INSTRUCTIONS TO FOLLOW:
Reproduce, word for word, the part of the account of arriving in Ghana that runs from "I arrived in" to "station before exiting.".

PASSAGE FOR REVIEW:
☆ ☆ ☆ ☆

I arrived in Ghana and walked down the jet-way to the tarmac welcoming the warm sun, heat and humidity that only the tropics can deliver. With a not so full plane I exited quickly and breezed through customs. That was the easy part. The interrogation was the fun part though. In order to avoid tourists getting sucked into scams at the airport, cars carrying westerns with locals need to stop at the police station before exiting.
I was with John, the director of YCC Ghana (the organization I came to volunteer for). He was taken into a small room by himself and was asked about me. Then I was summoned from the vehicle and two officers proceeded to ask me about my business in Ghana and why I was in the vehicle with the other men. After a few questions I figured out they were doing this for my own protection, trying to make sure I wasn’t becoming part of a larger scam. The interrogation ended on friendly terms with one of the policeman showing me how to handshake….Ghanian style.

☆ ☆ ☆ ☆

DATA LISTING:

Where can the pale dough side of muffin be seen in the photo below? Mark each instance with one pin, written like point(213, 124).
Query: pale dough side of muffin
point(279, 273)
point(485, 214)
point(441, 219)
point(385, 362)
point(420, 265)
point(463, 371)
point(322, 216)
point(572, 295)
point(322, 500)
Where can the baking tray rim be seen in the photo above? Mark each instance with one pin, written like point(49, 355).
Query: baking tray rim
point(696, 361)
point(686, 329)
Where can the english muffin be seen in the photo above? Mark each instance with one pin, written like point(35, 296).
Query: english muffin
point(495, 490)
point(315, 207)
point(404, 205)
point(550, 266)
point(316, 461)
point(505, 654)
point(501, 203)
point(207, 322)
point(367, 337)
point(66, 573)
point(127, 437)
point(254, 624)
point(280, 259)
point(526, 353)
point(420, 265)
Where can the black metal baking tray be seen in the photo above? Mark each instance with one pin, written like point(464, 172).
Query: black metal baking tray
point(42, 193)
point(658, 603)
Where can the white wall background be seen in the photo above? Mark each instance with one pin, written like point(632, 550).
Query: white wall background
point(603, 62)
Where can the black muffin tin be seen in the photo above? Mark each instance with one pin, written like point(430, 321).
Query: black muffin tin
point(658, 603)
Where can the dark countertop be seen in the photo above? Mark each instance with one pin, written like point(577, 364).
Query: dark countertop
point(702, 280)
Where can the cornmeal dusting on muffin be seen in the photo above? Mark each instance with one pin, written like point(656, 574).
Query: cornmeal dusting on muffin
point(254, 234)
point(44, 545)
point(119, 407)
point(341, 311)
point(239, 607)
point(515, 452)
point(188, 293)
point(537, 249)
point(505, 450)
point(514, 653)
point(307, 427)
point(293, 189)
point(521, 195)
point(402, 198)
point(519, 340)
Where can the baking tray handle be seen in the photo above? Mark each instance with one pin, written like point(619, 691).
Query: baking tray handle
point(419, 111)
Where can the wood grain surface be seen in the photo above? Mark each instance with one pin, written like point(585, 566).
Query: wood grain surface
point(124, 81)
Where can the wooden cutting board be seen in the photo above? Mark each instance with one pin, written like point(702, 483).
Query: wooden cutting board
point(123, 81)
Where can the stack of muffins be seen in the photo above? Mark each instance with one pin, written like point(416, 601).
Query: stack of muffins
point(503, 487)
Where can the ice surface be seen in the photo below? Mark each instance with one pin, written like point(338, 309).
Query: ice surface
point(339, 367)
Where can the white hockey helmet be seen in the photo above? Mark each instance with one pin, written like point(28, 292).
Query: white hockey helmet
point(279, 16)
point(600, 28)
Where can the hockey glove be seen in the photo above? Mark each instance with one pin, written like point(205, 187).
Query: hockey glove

☆ ☆ ☆ ☆

RESULT:
I arrived in Ghana and walked down the jet-way to the tarmac welcoming the warm sun, heat and humidity that only the tropics can deliver. With a not so full plane I exited quickly and breezed through customs. That was the easy part. The interrogation was the fun part though. In order to avoid tourists getting sucked into scams at the airport, cars carrying westerns with locals need to stop at the police station before exiting.